*YOUR TASK:* Return the number of lines below with "wooden" in them, and nothing else.

*** Opening GIVEN DATA ***

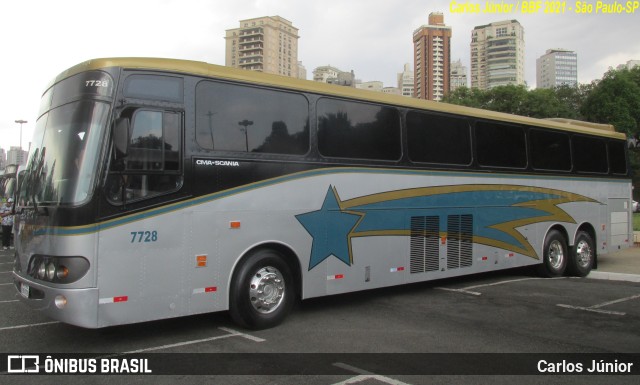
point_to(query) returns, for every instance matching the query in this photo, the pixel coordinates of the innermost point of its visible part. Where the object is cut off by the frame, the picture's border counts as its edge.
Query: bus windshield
(63, 159)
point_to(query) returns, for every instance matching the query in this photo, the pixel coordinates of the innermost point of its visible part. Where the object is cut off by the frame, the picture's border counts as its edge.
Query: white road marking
(28, 326)
(465, 290)
(232, 333)
(596, 308)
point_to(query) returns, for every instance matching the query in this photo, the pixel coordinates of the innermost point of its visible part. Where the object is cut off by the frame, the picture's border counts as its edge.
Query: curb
(614, 276)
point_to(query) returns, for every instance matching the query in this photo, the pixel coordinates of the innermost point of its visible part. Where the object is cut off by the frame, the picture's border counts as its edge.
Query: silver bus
(160, 188)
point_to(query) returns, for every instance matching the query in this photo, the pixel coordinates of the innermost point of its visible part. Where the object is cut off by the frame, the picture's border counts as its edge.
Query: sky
(42, 38)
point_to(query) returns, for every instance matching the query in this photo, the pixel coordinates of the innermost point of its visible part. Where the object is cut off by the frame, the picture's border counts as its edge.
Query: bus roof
(228, 73)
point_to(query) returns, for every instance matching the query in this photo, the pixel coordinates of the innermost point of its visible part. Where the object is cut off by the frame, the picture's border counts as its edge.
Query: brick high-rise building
(267, 44)
(431, 54)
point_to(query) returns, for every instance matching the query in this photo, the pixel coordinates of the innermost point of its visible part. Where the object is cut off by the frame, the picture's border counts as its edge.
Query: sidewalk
(623, 265)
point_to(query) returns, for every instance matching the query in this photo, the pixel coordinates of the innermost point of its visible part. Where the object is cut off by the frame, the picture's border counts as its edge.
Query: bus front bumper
(73, 306)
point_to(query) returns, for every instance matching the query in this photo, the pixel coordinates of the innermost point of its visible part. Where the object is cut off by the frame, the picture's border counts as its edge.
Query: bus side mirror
(121, 134)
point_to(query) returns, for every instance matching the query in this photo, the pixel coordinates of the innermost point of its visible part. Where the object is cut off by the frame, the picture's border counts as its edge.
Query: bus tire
(262, 291)
(555, 255)
(582, 255)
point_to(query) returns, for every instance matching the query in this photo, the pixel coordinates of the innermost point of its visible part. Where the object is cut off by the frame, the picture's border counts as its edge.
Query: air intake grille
(425, 233)
(459, 241)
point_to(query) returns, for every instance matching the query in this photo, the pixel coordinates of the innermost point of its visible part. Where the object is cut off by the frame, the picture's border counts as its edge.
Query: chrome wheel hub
(267, 290)
(556, 255)
(583, 254)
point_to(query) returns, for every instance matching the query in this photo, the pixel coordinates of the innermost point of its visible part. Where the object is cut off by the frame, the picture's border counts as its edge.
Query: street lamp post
(21, 122)
(246, 123)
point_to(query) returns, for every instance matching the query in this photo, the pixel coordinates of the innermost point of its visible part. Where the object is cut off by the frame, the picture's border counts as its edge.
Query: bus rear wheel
(555, 255)
(262, 291)
(582, 255)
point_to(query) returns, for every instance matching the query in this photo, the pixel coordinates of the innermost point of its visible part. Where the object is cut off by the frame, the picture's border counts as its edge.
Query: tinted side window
(154, 87)
(240, 118)
(589, 154)
(155, 141)
(617, 158)
(438, 139)
(501, 145)
(358, 130)
(152, 166)
(550, 150)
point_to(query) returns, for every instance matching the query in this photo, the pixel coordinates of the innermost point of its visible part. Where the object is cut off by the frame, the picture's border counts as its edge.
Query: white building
(406, 81)
(458, 75)
(17, 156)
(557, 67)
(374, 85)
(266, 44)
(497, 54)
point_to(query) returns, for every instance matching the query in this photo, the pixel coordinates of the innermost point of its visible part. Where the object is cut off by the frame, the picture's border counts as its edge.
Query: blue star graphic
(330, 228)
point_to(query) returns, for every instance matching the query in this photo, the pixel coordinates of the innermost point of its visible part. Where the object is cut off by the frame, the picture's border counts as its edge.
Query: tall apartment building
(406, 80)
(497, 54)
(268, 44)
(431, 56)
(629, 65)
(332, 75)
(3, 159)
(17, 156)
(557, 67)
(458, 77)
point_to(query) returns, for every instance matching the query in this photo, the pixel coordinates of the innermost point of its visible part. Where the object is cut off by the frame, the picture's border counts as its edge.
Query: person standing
(6, 212)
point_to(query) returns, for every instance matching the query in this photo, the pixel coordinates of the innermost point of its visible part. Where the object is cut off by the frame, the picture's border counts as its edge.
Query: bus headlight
(57, 269)
(42, 270)
(51, 271)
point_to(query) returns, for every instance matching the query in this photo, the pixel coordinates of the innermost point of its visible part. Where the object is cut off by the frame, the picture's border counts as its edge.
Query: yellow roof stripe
(215, 71)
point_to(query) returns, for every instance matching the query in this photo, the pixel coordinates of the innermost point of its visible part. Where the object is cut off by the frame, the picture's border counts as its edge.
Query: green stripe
(82, 230)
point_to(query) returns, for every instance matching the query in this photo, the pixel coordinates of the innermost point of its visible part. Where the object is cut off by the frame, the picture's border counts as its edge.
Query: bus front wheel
(582, 255)
(262, 291)
(555, 255)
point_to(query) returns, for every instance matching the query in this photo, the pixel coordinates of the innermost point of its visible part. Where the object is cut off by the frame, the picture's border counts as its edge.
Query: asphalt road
(506, 312)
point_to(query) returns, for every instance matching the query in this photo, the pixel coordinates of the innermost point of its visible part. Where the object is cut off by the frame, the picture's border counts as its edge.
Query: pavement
(623, 265)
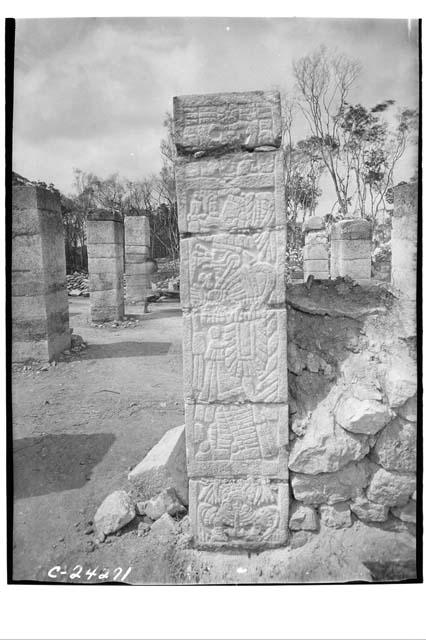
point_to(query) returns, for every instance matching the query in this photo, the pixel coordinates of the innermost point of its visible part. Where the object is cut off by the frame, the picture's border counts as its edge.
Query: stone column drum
(137, 252)
(404, 240)
(40, 318)
(105, 252)
(230, 192)
(315, 251)
(350, 250)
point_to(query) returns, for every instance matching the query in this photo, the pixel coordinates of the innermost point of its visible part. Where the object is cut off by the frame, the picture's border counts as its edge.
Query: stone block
(234, 192)
(325, 447)
(164, 466)
(368, 511)
(396, 446)
(351, 230)
(237, 439)
(353, 249)
(102, 281)
(391, 487)
(233, 270)
(235, 356)
(303, 517)
(239, 512)
(230, 121)
(104, 232)
(330, 488)
(336, 516)
(137, 230)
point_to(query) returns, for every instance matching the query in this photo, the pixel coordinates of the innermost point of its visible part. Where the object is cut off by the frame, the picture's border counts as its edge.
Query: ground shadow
(57, 462)
(125, 350)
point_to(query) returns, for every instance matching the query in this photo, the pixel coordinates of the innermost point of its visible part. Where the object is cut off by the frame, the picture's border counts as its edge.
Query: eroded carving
(235, 356)
(245, 270)
(242, 512)
(237, 438)
(239, 191)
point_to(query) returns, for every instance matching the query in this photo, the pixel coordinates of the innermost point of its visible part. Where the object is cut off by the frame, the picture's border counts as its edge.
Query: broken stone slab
(303, 516)
(227, 121)
(391, 487)
(325, 447)
(406, 513)
(366, 416)
(336, 516)
(163, 466)
(400, 380)
(330, 488)
(368, 511)
(396, 446)
(115, 512)
(166, 502)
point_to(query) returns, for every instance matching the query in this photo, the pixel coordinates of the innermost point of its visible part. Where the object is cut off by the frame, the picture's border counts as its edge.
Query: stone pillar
(404, 240)
(233, 241)
(315, 251)
(137, 253)
(40, 318)
(106, 265)
(350, 250)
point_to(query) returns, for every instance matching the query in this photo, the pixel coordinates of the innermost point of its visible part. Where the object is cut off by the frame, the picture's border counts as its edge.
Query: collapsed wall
(353, 406)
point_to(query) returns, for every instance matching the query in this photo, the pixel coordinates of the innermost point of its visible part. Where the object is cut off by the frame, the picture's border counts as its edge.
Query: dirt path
(79, 426)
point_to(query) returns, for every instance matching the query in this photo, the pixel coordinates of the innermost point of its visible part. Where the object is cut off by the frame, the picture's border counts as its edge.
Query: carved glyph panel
(233, 120)
(233, 192)
(242, 512)
(236, 356)
(233, 270)
(226, 440)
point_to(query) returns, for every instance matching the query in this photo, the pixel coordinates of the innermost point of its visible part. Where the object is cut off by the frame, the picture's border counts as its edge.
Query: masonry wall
(40, 318)
(232, 224)
(353, 408)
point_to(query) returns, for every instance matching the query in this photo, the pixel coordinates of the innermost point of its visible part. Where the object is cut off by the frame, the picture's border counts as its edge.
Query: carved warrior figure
(241, 509)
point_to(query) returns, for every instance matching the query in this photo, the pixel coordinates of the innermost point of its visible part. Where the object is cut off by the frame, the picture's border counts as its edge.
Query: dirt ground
(79, 426)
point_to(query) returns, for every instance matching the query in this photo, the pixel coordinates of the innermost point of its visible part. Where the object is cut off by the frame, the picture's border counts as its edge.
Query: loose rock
(115, 512)
(166, 502)
(336, 516)
(391, 487)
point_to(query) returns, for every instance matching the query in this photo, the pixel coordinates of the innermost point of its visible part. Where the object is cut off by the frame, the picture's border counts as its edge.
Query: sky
(92, 93)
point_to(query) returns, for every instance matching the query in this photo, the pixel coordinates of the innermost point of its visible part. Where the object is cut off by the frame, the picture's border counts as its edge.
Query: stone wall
(353, 408)
(105, 251)
(232, 225)
(40, 318)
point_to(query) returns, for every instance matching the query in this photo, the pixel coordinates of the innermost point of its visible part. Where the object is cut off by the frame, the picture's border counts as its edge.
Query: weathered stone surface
(233, 270)
(396, 446)
(239, 512)
(303, 516)
(330, 487)
(164, 466)
(106, 267)
(366, 416)
(227, 121)
(336, 516)
(391, 487)
(235, 356)
(408, 410)
(115, 512)
(165, 502)
(234, 192)
(406, 513)
(368, 511)
(226, 440)
(40, 319)
(400, 381)
(325, 447)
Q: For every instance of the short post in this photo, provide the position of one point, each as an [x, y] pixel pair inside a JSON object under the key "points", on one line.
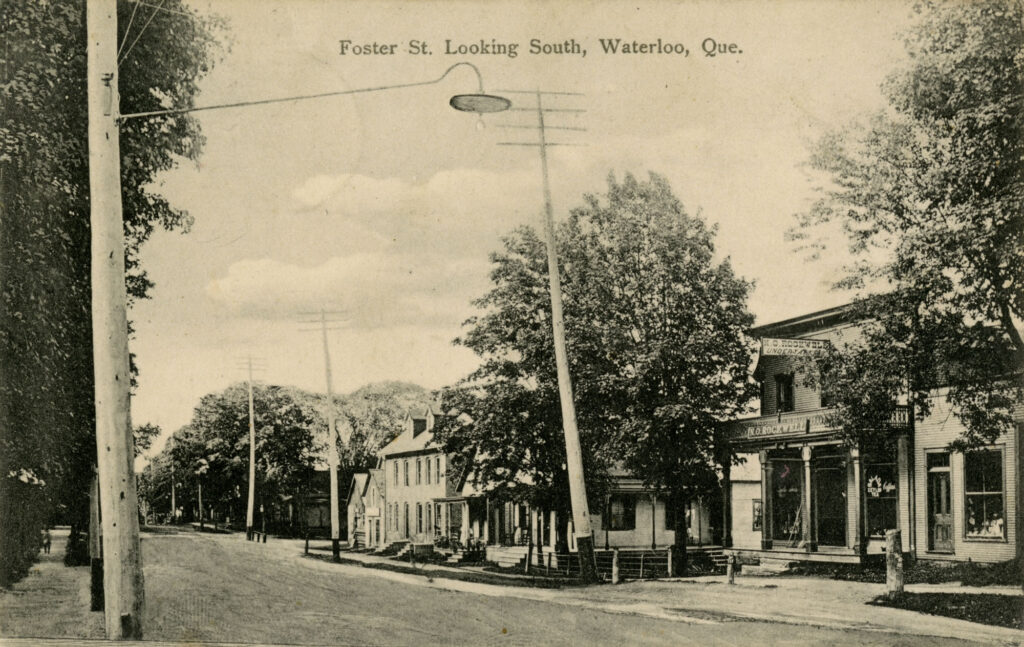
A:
{"points": [[894, 565]]}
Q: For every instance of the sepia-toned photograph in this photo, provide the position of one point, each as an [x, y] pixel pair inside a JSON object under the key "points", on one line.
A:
{"points": [[512, 322]]}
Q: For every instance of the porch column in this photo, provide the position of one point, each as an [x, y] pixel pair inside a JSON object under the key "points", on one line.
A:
{"points": [[809, 542], [553, 531], [766, 512], [727, 505], [904, 519], [858, 517], [486, 523], [653, 522], [605, 521]]}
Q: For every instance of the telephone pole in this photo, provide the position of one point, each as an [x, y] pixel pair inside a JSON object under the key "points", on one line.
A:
{"points": [[174, 503], [123, 587], [334, 461], [573, 456], [252, 455]]}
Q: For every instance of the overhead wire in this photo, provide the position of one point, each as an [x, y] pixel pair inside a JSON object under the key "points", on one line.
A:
{"points": [[127, 30], [142, 31]]}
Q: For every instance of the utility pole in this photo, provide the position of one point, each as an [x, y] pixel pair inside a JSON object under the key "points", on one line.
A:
{"points": [[124, 593], [573, 456], [95, 549], [252, 458], [334, 461]]}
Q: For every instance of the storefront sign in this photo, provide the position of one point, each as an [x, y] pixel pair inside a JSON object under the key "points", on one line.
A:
{"points": [[773, 346], [787, 426]]}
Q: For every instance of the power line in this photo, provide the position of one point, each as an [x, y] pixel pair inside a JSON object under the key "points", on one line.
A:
{"points": [[167, 9], [142, 31], [301, 97], [127, 30]]}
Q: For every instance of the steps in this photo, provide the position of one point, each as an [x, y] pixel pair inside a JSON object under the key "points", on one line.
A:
{"points": [[507, 556], [717, 556]]}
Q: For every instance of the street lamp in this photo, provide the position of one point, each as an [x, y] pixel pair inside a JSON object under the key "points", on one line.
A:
{"points": [[578, 487]]}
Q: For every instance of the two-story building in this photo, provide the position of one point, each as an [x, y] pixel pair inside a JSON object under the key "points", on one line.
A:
{"points": [[414, 470], [366, 510], [801, 493]]}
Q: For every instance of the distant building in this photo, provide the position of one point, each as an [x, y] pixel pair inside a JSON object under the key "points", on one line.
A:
{"points": [[366, 507], [415, 471]]}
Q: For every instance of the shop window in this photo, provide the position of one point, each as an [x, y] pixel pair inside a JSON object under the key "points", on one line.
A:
{"points": [[622, 513], [783, 393], [984, 511], [881, 498], [787, 500]]}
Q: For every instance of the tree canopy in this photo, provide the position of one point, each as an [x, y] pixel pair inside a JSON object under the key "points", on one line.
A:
{"points": [[291, 437], [46, 400], [654, 328], [930, 195]]}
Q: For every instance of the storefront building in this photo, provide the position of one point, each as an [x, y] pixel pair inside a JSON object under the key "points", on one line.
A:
{"points": [[802, 494]]}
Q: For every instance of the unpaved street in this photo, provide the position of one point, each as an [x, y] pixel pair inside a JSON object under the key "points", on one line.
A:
{"points": [[222, 589]]}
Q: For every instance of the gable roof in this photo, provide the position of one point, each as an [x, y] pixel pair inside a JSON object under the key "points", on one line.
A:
{"points": [[412, 439], [357, 486], [377, 479]]}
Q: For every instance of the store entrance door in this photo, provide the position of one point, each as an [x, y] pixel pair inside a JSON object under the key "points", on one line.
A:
{"points": [[829, 502], [787, 499]]}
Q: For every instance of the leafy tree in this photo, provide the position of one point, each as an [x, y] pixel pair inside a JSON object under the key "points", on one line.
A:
{"points": [[46, 403], [654, 327], [144, 435], [214, 446], [930, 195]]}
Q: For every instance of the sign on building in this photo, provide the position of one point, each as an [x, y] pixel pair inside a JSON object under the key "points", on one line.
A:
{"points": [[774, 346]]}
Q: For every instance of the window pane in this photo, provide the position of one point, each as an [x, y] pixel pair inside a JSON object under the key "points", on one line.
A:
{"points": [[983, 471], [984, 516]]}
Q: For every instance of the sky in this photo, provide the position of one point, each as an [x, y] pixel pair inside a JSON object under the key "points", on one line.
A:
{"points": [[385, 205]]}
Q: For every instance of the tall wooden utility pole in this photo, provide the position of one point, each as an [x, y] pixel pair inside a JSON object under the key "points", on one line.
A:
{"points": [[333, 459], [174, 503], [318, 321], [573, 456], [124, 595], [252, 458]]}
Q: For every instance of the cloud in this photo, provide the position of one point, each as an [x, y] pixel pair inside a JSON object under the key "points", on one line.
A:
{"points": [[375, 290]]}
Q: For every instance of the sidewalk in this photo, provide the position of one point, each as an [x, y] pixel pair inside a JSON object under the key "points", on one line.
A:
{"points": [[52, 600], [806, 601]]}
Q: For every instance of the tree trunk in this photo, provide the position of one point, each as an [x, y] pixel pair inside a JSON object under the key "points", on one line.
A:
{"points": [[529, 540]]}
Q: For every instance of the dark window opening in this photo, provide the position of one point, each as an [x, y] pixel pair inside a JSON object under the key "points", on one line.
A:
{"points": [[783, 393], [984, 510]]}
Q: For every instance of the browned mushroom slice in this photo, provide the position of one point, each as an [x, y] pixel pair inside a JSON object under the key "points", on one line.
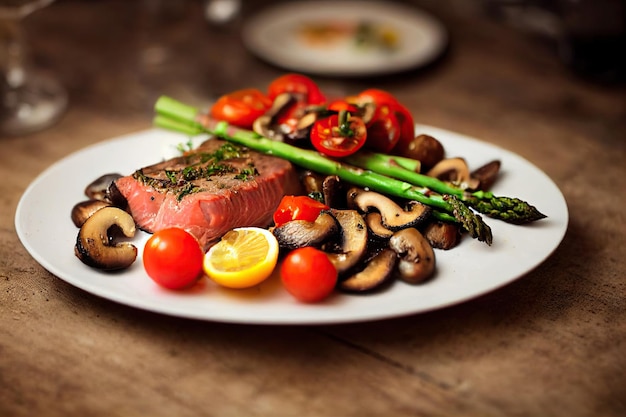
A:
{"points": [[376, 227], [417, 258], [454, 170], [85, 209], [442, 235], [96, 247], [333, 192], [267, 125], [264, 125], [486, 175], [98, 189], [353, 243], [393, 216], [424, 148], [377, 272], [299, 233]]}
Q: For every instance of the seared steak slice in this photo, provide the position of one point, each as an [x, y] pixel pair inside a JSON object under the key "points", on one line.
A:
{"points": [[217, 187]]}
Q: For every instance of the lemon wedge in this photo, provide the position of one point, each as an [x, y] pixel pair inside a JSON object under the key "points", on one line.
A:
{"points": [[244, 257]]}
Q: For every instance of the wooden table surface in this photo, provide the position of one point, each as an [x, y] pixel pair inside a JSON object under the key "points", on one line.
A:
{"points": [[552, 343]]}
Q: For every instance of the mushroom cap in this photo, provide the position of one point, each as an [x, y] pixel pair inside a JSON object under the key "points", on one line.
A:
{"points": [[85, 209], [377, 272], [353, 243], [299, 233], [393, 216], [95, 246]]}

*** Closing GIVEN DATA ***

*REPLY:* 2